## TEXT PROVIDED
———

The Biggest Differences Between The Cloud Atlas Book And Movie
Most sane directors in Hollywood took one look at David Mitchell's sprawling, densely layered novel Cloud Atlas and said "this is unfilmable." Luckily for all of us, Andy and Lana Wachowski and Tom Tykwer are at least a little bit insane, and decided not just to translate Mitchell's novel to the screen, but to alter its structure immensely while, somehow, keeping large sections of the original novel in place. It's an adaptation that looks nothing like the source material, but at the asme time, nails it perfectly.
So how do you even pull something like that off? The Wachowskis and Tykwer made three very large changes to the overall function of Cloud Atlas that made it even possible to film. The biggest came when they decided to ditch Mitchell's structure-- the stories all nested within one another-- and chop them up and layer them on top of each other and essentially make a salad out of what was a layer cake. Here's a quick diagram of the book's structure, for reference:
Click to enlarge
That rigid setup goes out the window from the first shot of Cloud Atlas, where we meet Tom Hanks as Zachry-- the main character of "Sloosha's Crossin'" recounting his story, then immediately meet Hanks again as Henry Goose, the villain of the book's first story, "The Pacific Journal of Adam Ewing." A montage introduces all the main characters in quick succession and ends, just before the main titles, with Robert Frobisher climbing into a bathtub and narrating his final letter to Rufus Sixsmith.

———

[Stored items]
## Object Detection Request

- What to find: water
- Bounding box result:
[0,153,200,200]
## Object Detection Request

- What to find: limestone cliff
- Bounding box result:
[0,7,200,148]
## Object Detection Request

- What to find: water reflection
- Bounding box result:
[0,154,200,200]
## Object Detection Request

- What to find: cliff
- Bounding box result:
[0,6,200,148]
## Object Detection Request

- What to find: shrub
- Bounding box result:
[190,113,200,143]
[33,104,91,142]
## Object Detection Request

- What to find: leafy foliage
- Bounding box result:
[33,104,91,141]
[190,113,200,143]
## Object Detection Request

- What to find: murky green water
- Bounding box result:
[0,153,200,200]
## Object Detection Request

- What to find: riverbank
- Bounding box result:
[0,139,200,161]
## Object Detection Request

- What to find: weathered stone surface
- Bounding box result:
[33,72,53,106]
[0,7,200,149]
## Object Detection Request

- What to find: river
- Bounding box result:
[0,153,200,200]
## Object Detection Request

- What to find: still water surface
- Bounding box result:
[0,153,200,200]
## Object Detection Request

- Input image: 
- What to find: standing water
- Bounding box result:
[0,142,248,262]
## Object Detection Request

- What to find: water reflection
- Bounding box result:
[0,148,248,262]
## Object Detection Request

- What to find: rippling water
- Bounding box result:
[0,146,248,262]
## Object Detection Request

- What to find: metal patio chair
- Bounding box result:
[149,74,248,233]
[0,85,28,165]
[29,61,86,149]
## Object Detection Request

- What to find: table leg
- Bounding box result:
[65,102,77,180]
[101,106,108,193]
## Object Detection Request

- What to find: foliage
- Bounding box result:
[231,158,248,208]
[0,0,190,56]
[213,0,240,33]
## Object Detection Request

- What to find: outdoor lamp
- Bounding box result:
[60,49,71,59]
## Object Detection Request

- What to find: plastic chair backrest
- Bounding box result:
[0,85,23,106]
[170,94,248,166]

———

## CHALLENGES
1) Pick out each line of the rows that contains the string "foliage", treating uppercase and lowercase as different.
2) Carry on the Cloud Atlas article from the point where it stops.
These rows are unrelated to the Cloud Atlas article.

## ANSWERS TO EACH TASK
1)
- What to find: leafy foliage
- What to find: foliage

2)
SPOILER ALERT FROM HERE ON OUT. If you have not read Cloud Atlas or seen the movie and don't want to know what happens, leave this article! If you have read the book and haven't seen the movie, it's your call if you want some of these structural surprises revealed.
So, the three major overarching changes between Cloud Atlas the book and the movie.
The structure. Gone are the neatly nested stories, in which each character reads the story of the previous one through a book or letters or manuscript or futuristic orb. In its place is a series of montages, overlapping dialogue and deft edits that draw all kinds of parallels among the stories that you might not have noticed, and allows the rise and fall of the stories to synch up in consistently unexpected ways.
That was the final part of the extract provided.